**Instructions for the task:** Print each entry again exactly as written, and keep the pictures out.

**Listed records:**
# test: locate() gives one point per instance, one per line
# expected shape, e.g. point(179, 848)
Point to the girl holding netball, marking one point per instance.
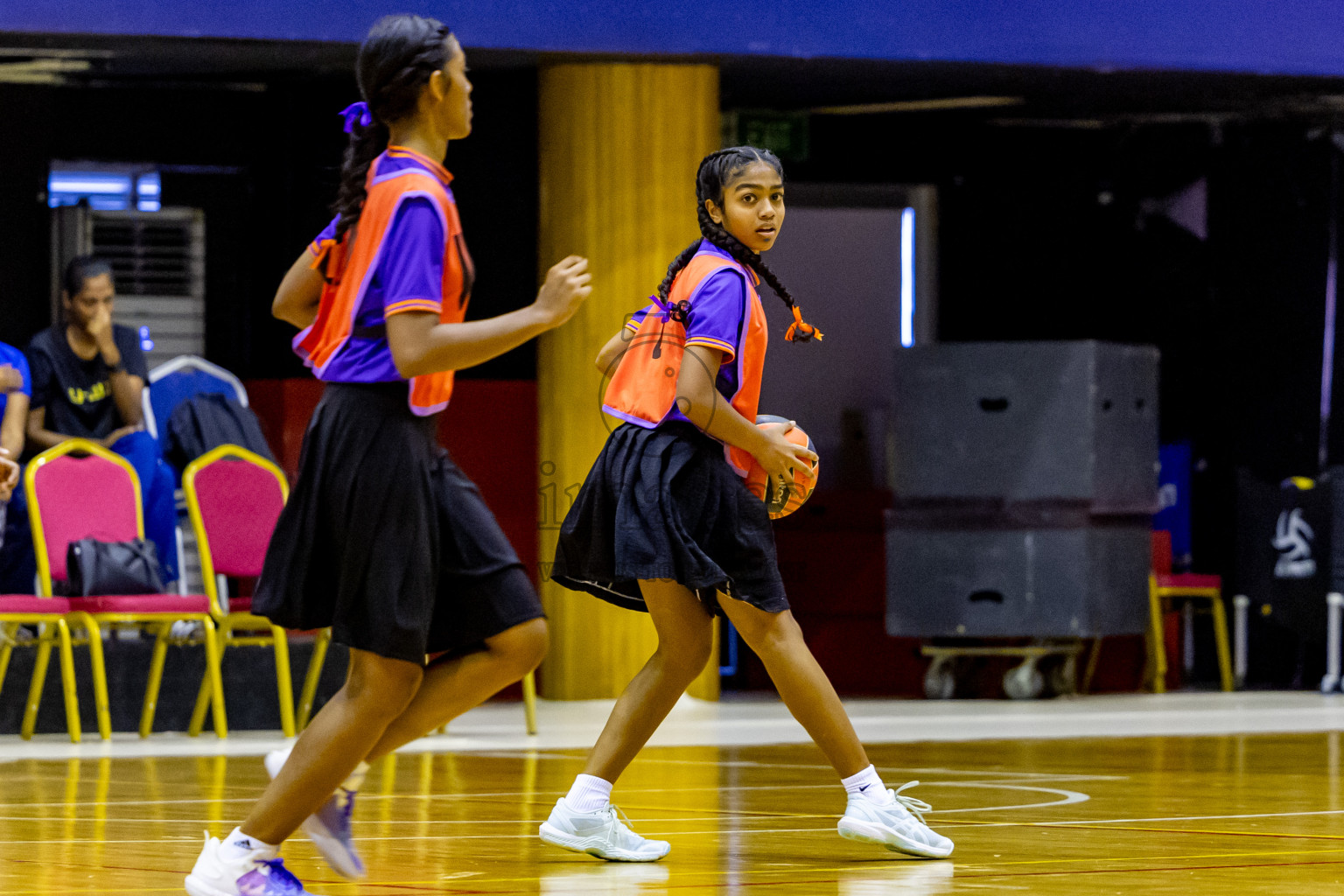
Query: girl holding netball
point(666, 524)
point(383, 537)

**Solved problem:**
# test: locate() gives one point per instance, one per line
# expected shape, e.g. point(179, 848)
Point to the girl holding netball, marking one point per instance.
Query: girl holding netball
point(666, 524)
point(383, 537)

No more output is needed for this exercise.